» Assigned task: Could you copy every record exactly, leaving the pictures behind?

» Point localization data:
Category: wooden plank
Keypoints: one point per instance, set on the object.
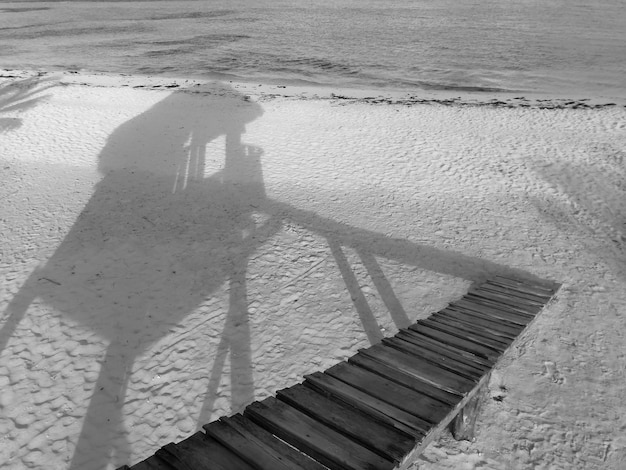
(472, 331)
(360, 427)
(469, 346)
(497, 305)
(455, 353)
(200, 452)
(412, 402)
(485, 324)
(459, 332)
(463, 426)
(512, 330)
(333, 449)
(402, 378)
(544, 294)
(445, 362)
(515, 292)
(381, 410)
(246, 449)
(505, 315)
(151, 463)
(420, 368)
(287, 454)
(510, 295)
(504, 301)
(547, 286)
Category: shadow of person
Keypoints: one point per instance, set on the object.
(157, 236)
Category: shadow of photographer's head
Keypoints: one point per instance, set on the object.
(169, 139)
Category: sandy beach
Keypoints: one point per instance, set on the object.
(174, 249)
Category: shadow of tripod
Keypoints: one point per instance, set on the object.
(129, 273)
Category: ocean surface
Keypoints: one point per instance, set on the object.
(574, 47)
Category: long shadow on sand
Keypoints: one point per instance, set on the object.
(18, 96)
(158, 237)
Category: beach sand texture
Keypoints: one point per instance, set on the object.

» Output for this task:
Category: wooden plank
Keypoints: one point per instance, set on the object.
(472, 331)
(360, 427)
(469, 346)
(497, 305)
(455, 353)
(200, 452)
(412, 402)
(485, 324)
(459, 332)
(463, 426)
(512, 330)
(333, 449)
(402, 378)
(544, 294)
(445, 362)
(515, 292)
(381, 410)
(246, 449)
(505, 315)
(151, 463)
(420, 368)
(287, 454)
(510, 295)
(504, 301)
(547, 286)
Category: shadow of person
Keypoints: one point per instance, set on the object.
(157, 236)
Category: shadow of photographer's head
Keypoints: one point per instance, set on the object.
(169, 139)
Category: sandy beach
Keypoints: one point per instance, set on the object.
(174, 249)
Category: shadow of tripod
Keypoints: one point per instance, set on the object.
(129, 273)
Category: ocean surface
Keypoints: one point per instance, set on the object.
(574, 47)
Category: long shadow on sand
Keypoints: one point per instance, set on the object.
(18, 96)
(158, 237)
Category: beach sand texture
Keypoints: one point per instance, set on the object.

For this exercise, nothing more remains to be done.